*Page text:*
3-way open baffle plus subs

Generally you want to have a driver with a higher Qts for more driver control in open baffle applications. Also have tried testing the speakers moved even further away from the wall? Moving them further away from the wall will help solve cancellation issues you might have in frequencies cancelling each other out, thus better bass response and such if your sound sounds thin.
 
If you care to rotate the images, viewers like myself would appreciate more of the work(time and effort) you put in. if you spend 5sec to rotate each image before uploading them otherwise we(each one of us) will have to download all the images then rotate them ourselves and that will take us more time.

I don't think that's the issue. Some times the attached pictures are rotated no matter the orientation from the source. It happens on my phone but never from PC. The source is always onedrive.
 
Sorry attachment forgotten

May I refer you to a statement of fact, which at one time you fund enlightening:

"Design goal: 80Hz - 400Hz in a sealed alignment.

A speaker + box_alignment that naturally meets the 80Hz - 400Hz design goal and uses equalization mainly for room effects will normally have better sound than a speaker+box which needs extensive equalization just to be flat over the main BW."

Hey Scott.

Indeed, that helped me at the time.

You state that as a matter of fact, but it is just one opinion. An informed opinion, but not a universal truth. I have come across others with informed opinions who were using boxes and moved onto OB, so I'm curious to understand how it sounds and if I prefer that to sealed.

And finally, to be brutally honest here (but in hopes of ultimately helping you) judging by the pictures of your room, it must be horrible sounding. Thus, it's not your speakers per say, it's that awful room.

*Collected material:*
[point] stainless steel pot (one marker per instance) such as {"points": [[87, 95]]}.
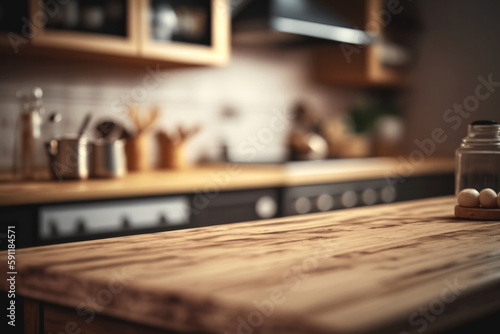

*Written instruction A:* In the open baffle speaker thread, what frequency range is given as the design goal for the sealed alignment?
*Written instruction B:* Carry on the open baffle speaker thread, starting right after its final sentence.

*Task answer A:* 80Hz - 400Hz.

*Task answer B:*
Maybe I should move homes because of the listening room? You might have missed the first post where I recognized the room is nasty and room treatment was under way? I've known this for a while and tried some DIY approaches but didn't look good and since it's the living room I contracted the work.

BTW, it's "per se".
 
I have a 3 way plus sub OB system (a single 12" woofer with a 12" pro-sound coaxial for mid+tweet). So somewhat similar to what you are looking to build. My experience is that a single 12" woofer is sufficient if you cross over to the sub around 60Hz. My woofer is in a 14" wide by 8" deep "U baffle" and has 8mm of Xmax. I sometimes play it loud enough that it disturbs my wife upstairs and I do not hear any distress from the woofer. SO I hope that answers your original question.

Thanks for sharing this! May I ask which driver you use for the bottom end? And what kind of music do you listen to and how loud? More on the acoustic side of instruments, rock, classical?

It's good to know one 12" works for you from 60Hz. Maybe one 10" allows me to get a feeling if OB is for me before buying more drivers. Crossing over to my subs at 60Hz would be good, and the 10" should be ok to go up to 300Hz to hand over to the 8".


Scott may be right about your room. The hard floor, in particular, strikes me as bad. A carpet would help as would some wall and ceiling treatment.

Indeed. FWIW, I usually have a 2" wool rug covering most of the floor, but it's not enough. So the room treatment will cover the whole front and back walls and ceiling. What I cannot treat are the left and right walls. OB could be very good in having the nulls to the sides in this case.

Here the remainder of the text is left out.